▸ SET EXERCISE 1:
Return the records below unchanged, from the line that contains "of the person's" through the last line of the records, with both ends included.

▸ TEXT EXTRACT:
════════

# Chipsi classic bedding



## rusty (Apr 1, 2014)

Question im using Chipsi Classic as beddings for my hedgehog. Is it bad for my hedgehog and what is the best beddings for the hedgehogs. Thanks please help me coz im presently using Chipsi Classic as beddings.


----------



## HedgehogOP (Mar 26, 2014)

Using it too


----------



## Popple321 (Dec 29, 2011)

I don't like to use bedding per say do to the giant mess it makes getting stuck in their quills. Every time you get them out, it ends up every where. As for me, I like to use fleece liners. They are a great option and I think most here would agree. But if you can't use them for whatever reason, I'm sorry I've never heard of the bedding your are asking about. Good luck


----------



## HedgehogOP (Mar 26, 2014)

════════

▸ DATA RECORDS:
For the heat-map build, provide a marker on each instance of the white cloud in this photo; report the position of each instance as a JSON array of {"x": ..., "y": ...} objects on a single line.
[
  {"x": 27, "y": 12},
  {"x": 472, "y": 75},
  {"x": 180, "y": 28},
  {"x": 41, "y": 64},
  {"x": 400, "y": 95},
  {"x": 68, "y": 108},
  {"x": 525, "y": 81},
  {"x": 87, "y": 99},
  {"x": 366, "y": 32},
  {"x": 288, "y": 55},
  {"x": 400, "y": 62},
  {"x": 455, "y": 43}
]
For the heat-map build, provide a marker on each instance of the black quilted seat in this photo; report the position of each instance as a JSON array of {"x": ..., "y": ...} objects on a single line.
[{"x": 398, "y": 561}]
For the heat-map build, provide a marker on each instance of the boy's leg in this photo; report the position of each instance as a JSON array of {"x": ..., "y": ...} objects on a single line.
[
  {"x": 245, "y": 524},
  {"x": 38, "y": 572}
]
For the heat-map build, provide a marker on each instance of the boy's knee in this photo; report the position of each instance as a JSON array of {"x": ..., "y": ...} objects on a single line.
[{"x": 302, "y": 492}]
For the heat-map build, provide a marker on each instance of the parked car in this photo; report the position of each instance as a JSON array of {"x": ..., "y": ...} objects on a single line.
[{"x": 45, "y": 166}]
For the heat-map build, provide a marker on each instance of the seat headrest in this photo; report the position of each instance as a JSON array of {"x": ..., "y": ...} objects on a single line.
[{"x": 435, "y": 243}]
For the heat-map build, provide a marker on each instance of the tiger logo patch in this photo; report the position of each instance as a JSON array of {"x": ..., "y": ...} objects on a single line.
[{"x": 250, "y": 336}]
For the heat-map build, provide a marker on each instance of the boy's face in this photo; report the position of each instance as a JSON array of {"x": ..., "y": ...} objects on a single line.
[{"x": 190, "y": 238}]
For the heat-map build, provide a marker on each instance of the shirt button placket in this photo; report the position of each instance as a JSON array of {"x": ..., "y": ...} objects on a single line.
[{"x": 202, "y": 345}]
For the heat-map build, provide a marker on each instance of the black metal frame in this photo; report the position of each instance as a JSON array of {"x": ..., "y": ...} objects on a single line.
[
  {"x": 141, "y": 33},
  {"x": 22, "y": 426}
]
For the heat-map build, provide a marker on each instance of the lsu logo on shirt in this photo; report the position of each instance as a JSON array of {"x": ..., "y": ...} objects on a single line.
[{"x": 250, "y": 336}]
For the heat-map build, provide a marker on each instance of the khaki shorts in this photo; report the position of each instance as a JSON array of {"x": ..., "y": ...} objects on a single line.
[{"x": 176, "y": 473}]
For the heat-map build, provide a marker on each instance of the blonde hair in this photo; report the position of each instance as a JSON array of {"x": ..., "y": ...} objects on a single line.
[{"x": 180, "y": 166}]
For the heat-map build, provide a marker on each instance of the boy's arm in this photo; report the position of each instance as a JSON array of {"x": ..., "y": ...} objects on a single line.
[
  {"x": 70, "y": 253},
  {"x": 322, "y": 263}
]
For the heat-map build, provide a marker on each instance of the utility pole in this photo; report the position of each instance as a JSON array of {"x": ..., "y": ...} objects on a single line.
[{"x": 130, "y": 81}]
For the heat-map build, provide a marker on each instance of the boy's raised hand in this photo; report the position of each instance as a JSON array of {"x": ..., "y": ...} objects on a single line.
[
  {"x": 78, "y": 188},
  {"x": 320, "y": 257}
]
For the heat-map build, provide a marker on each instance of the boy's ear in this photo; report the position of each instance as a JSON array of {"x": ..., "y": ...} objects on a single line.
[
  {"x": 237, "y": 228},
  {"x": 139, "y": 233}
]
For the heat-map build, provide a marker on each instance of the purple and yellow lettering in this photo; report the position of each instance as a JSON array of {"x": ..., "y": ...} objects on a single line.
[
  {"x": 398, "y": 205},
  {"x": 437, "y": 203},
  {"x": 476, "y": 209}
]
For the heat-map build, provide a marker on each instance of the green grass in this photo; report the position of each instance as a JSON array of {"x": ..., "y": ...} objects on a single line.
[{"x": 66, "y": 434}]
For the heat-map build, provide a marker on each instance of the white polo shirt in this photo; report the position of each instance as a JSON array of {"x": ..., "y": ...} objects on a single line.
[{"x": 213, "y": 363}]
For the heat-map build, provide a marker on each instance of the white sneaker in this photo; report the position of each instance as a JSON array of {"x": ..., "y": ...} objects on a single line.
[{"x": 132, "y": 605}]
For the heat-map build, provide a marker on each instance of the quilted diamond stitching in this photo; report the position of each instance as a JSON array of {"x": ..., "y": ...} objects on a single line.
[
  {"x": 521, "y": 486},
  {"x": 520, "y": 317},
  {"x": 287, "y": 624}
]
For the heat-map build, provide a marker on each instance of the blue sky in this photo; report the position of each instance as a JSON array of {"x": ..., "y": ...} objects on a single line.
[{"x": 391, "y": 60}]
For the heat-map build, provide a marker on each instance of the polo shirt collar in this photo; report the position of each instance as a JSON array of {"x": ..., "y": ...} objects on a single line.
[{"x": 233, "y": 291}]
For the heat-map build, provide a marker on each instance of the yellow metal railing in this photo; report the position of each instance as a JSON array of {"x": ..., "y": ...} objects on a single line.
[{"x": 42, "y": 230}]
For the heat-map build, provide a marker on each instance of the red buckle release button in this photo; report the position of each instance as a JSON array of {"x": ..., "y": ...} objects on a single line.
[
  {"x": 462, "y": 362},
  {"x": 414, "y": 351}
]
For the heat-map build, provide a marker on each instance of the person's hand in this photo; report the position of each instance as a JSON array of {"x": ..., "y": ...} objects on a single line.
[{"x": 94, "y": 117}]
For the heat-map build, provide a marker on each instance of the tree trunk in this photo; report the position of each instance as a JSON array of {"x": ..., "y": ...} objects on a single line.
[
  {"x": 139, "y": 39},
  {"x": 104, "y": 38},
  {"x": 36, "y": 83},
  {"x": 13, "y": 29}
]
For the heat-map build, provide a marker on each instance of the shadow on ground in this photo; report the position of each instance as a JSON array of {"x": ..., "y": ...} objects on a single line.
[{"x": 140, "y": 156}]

════════

▸ SET EXERCISE 2:
Resume the forum thread about Chipsi Classic bedding for hedgehogs from the point where it stops above.

▸ ANSWER 1:
For the heat-map build, provide a marker on each instance of the person's hand in this photo; report the position of each instance as a JSON array of {"x": ..., "y": ...} objects on a single line.
[{"x": 94, "y": 117}]
For the heat-map build, provide a marker on each instance of the tree trunk in this photo; report the position of each instance as a JSON array of {"x": ..., "y": ...} objects on a single line.
[
  {"x": 139, "y": 39},
  {"x": 104, "y": 38},
  {"x": 36, "y": 83},
  {"x": 13, "y": 29}
]
For the heat-map build, provide a marker on each instance of the shadow on ground in this photo; report the position of each instance as a JSON array of {"x": ..., "y": ...} objects on a single line.
[{"x": 140, "y": 156}]

▸ ANSWER 2:
Rusty showed me his cage set up. He uses fleece and a little part of the cage with wood shavings for potty training.


----------



## Tongue_Flicker (Jun 11, 2013)

Is that the one with the green label?

Sifted normal wood shavings work perfectly fine for me. Just get those red,blue,yellow fishnet bags then put the amount of shavings you will use and just lightly shake it. Removes wood dust and finer particles. I normally change once a week so it ain't that much of a hassle.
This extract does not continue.